Items from a data source
BEGIN
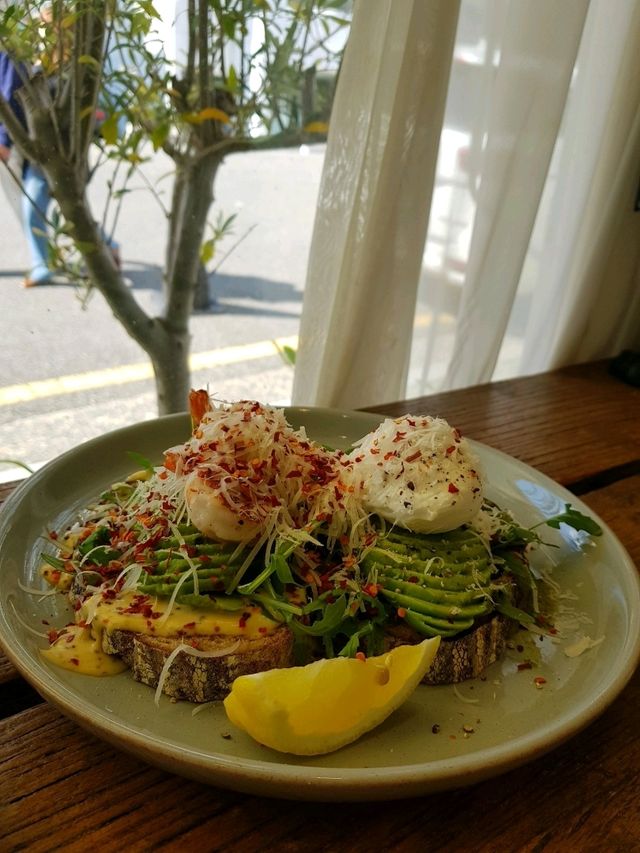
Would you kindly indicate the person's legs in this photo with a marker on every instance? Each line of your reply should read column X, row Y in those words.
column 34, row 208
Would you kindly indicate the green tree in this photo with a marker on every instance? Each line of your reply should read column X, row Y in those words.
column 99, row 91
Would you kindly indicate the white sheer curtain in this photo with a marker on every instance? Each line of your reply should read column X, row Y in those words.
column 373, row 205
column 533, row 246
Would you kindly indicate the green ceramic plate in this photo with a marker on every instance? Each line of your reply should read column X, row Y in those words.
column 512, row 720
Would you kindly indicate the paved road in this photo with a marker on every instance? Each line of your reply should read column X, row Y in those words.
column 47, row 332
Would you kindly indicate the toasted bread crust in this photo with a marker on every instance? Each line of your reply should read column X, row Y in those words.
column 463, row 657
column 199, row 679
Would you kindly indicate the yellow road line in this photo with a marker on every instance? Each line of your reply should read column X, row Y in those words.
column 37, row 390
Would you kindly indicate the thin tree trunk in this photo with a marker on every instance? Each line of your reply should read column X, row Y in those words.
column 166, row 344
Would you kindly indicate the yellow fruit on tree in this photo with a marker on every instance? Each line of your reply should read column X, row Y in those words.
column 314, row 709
END
(PROBLEM DETAILS)
Write the records out exactly, dropping every image.

(TASK RESPONSE)
Would you kindly indicate the person's legs in this photo with a marker on every instance? Each line of your reply should read column X, row Y in those words.
column 34, row 208
Would you kindly indicate the green tree in this photo with a marker on every instance? Each line of your reply should read column X, row Y in those words.
column 99, row 91
Would you kindly indicate the white sheer curtain in this photo with a marker on every instance? Each line of your reply should read column X, row Y in those words.
column 373, row 205
column 533, row 246
Would you kindly indicate the green ceramic plate in this photo with a marker on every instance? Each line of your reply should read column X, row Y in those words.
column 512, row 720
Would you kindly indicate the paved road in this photo with a marker on every instance? Each line of your reply should read column X, row Y in those words.
column 47, row 332
Would you kindly indicate the toasted bread crust in this photo with a marker on every instance? Each line of your reply should read column X, row Y in those words.
column 463, row 657
column 199, row 679
Would you kindly indicate the yellow road line in this photo with a marker on every instance? Each line of your reply should read column X, row Y in those words.
column 37, row 390
Would you kindly indicate the thin tree trunk in this photo with a marker on every instance? Each line of your reply should read column X, row Y in those words.
column 166, row 344
Would you kindly indicate the yellow fruit on tree in this photo with a marker on every instance? Each line of your reply should read column X, row Y in those words.
column 314, row 709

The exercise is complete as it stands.